§ Excerpt
****
Abstract
In this study, we propose to optimize temporal parameters with pose estimation data of simulated abnormal activities of developmentally disabled individuals by incorporating behavior context to Large Language Models (LLMs). Facilities for the developmentally disabled face the challenge of detecting abnormal behaviors because of limited staff and the difficulty of spotting subtle movements. Traditional methods often struggle to identify these behaviors because abnormal actions are irregular and unpredictable, leading to frequent misses or misclassifications. The main
contributions of this work is the creation of a unique dataset with labeled abnormal behaviors and the proposed application of LLMs to this dataset comparing results of Zero-Shot and Few-Shot. Our method leverages the context of the collected abnormal activity data to prompt LLMs to suggest window size, overlap rate, and LSTM model’s length sequence tailored to the specific characteristics of these activities. The dataset includes labeled video data collected for four days from five normal participants performing eight activities with four abnormal behaviors. The data was collected with normal participants to simulate activities, and no individuals with disabilities. For evaluation, we assessed all normal versus abnormal activities and per abnormal activity recognition comparing with
the baseline without LLM. The results showed that Few-Shot prompting delivered the best performance, with F1-score improvements of 7.69% for throwing things, 7.31% for attacking, 4.68% for head banging, and 1.24% for nail biting as compared to the baseline. Zero-Shot prompting also
demonstrated strong recognition capabilities, achieving F1 scores above 96% across all abnormal behaviors. By using LLM-driven suggestions with YOLOv7 pose data, we optimize temporal parameters, enhancing sensitivity to abnormal behaviors and generalization across activities. The model reliably identifies short, complex behaviors, making it ideal for real-world caregiving applications.
****
§ Extracted information
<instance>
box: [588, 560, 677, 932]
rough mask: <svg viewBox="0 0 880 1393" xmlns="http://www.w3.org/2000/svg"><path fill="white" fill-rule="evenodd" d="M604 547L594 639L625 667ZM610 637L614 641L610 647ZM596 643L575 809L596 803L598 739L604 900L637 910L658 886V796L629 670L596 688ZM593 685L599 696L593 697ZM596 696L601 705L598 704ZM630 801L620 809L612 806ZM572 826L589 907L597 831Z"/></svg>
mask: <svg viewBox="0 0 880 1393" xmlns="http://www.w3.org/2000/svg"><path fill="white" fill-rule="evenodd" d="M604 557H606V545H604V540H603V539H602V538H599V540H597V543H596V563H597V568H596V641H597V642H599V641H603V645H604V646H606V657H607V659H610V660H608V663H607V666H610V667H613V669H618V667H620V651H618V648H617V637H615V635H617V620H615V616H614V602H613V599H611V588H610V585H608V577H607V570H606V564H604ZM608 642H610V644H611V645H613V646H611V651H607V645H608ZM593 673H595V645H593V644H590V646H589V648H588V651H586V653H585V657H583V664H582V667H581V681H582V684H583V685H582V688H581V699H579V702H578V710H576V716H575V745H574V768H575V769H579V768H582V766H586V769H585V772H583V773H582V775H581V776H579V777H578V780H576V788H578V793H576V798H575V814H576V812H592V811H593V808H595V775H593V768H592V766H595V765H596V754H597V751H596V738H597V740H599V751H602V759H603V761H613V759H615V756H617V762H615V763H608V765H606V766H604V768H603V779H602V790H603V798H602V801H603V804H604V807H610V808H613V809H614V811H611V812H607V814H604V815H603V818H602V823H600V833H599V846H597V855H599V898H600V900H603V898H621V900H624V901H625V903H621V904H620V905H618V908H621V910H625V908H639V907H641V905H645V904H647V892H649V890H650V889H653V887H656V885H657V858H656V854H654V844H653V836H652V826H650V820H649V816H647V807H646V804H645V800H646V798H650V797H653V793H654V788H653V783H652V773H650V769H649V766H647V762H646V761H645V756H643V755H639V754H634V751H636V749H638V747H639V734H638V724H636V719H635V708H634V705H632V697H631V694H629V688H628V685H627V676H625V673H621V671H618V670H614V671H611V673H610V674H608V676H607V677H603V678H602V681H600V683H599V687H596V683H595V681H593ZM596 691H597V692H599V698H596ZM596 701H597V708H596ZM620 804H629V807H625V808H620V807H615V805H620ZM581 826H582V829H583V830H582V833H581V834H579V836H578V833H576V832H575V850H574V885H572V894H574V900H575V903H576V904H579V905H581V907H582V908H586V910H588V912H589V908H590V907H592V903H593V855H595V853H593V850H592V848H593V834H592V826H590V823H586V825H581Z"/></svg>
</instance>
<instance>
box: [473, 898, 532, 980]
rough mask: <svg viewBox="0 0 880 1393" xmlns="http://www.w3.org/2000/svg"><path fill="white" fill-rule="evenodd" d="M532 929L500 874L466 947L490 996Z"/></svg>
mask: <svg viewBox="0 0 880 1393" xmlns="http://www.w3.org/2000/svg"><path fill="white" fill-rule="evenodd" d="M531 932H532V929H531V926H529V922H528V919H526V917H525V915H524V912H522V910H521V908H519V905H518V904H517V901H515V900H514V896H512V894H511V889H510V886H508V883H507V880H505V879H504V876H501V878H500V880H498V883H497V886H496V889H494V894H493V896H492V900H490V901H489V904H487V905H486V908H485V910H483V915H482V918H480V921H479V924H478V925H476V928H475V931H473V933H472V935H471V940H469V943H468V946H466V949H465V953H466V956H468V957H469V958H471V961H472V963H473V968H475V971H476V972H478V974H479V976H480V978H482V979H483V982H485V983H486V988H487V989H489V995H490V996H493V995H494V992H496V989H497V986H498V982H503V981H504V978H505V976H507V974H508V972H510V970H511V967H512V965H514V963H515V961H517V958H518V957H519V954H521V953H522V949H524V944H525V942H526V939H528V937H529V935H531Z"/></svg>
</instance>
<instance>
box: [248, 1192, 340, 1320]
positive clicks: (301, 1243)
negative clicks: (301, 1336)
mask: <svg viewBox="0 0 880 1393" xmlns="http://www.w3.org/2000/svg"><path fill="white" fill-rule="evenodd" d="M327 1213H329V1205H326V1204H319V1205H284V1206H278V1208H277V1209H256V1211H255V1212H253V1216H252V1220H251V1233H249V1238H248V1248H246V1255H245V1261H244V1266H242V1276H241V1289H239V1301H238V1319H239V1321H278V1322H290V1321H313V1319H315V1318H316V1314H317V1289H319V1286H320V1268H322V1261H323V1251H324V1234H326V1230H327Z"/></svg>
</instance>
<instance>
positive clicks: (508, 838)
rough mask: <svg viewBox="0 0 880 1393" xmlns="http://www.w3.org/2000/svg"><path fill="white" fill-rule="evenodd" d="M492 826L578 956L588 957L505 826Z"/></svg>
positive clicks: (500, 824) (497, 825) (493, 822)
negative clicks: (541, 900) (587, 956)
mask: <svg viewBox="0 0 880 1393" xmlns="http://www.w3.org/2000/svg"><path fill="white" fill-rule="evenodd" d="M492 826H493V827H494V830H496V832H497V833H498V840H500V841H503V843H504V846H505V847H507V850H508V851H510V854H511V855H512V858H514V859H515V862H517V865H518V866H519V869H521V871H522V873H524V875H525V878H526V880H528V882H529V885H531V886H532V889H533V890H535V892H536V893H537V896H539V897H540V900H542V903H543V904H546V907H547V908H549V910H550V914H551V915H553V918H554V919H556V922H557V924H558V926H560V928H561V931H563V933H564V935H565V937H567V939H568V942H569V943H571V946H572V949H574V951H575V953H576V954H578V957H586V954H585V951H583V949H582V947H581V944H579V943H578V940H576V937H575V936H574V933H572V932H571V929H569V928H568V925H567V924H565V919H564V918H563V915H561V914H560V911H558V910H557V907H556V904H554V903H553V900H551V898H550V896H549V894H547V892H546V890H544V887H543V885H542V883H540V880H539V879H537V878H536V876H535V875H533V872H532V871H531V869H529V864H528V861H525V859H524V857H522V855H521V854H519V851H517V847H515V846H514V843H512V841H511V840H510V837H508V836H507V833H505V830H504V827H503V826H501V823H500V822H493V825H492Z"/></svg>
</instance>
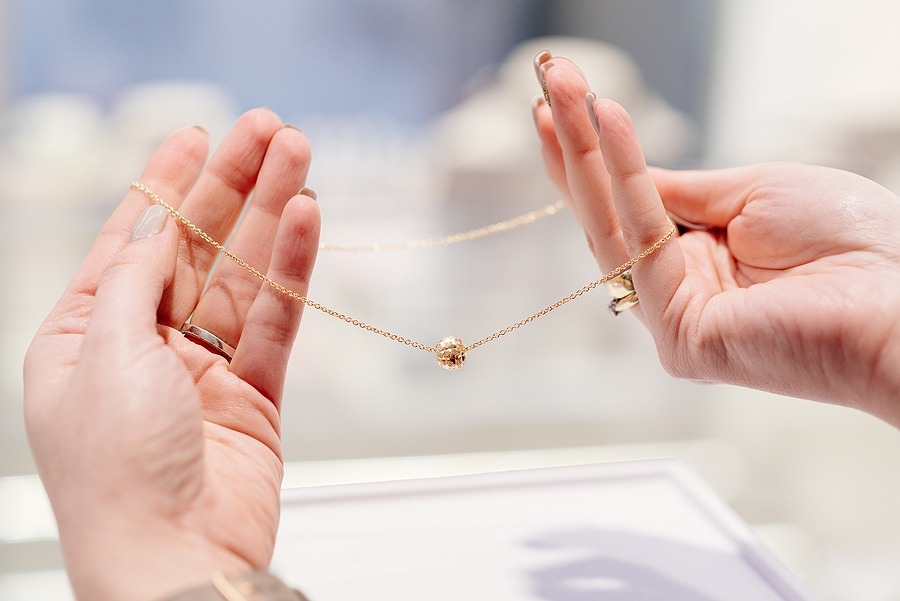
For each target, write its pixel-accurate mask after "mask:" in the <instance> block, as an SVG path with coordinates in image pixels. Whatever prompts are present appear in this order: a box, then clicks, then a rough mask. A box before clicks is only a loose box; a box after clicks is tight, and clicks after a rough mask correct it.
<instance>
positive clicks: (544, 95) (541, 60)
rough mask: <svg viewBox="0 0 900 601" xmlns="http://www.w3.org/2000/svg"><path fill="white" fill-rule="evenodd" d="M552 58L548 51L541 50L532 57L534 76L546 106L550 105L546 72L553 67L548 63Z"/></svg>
mask: <svg viewBox="0 0 900 601" xmlns="http://www.w3.org/2000/svg"><path fill="white" fill-rule="evenodd" d="M552 58H553V55H552V54H550V51H548V50H542V51H540V52H538V53H537V56H535V57H534V74H535V75H536V76H537V78H538V83H539V84H540V85H541V91H542V92H543V93H544V100H546V101H547V104H548V105H549V104H550V92H549V91H548V90H547V70H548V69H550V67H552V66H553V64H552V63H550V62H548V61H550V59H552Z"/></svg>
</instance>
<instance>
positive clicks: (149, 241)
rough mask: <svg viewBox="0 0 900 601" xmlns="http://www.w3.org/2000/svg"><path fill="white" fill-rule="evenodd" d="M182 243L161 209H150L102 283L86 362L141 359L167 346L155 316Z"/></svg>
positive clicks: (162, 209) (174, 264)
mask: <svg viewBox="0 0 900 601" xmlns="http://www.w3.org/2000/svg"><path fill="white" fill-rule="evenodd" d="M178 238H179V234H178V228H177V227H176V225H175V223H174V222H172V220H171V219H168V213H167V212H166V210H165V209H164V208H163V207H162V206H159V205H150V206H149V207H145V210H144V211H143V212H142V214H141V215H140V217H139V218H138V219H137V220H136V221H135V223H134V224H133V227H132V228H131V232H130V235H129V240H127V241H126V242H125V245H124V246H123V247H122V249H121V250H120V251H119V252H118V253H116V255H115V257H113V258H112V260H111V261H110V262H109V264H108V265H107V267H106V269H105V270H104V271H103V274H102V276H101V278H100V281H99V282H98V286H97V292H96V296H95V302H94V306H93V308H92V311H91V320H90V324H89V326H88V329H87V332H86V336H85V350H84V354H85V356H101V357H108V356H109V353H110V352H112V353H114V354H115V356H117V357H141V356H147V355H148V353H149V352H150V350H151V347H154V346H156V347H162V346H164V344H165V342H164V340H163V338H162V337H161V336H160V335H159V333H158V329H157V320H156V314H157V309H158V307H159V302H160V300H161V299H162V296H163V291H164V290H165V289H166V287H167V286H168V285H169V283H170V282H171V281H172V278H173V276H174V272H175V261H176V256H177V250H178ZM92 349H93V350H92Z"/></svg>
****
§ Problem statement
In the abstract, by how much did Few-Shot prompting improve the F1-score for attacking compared to the baseline?

§ The completed task
7.31%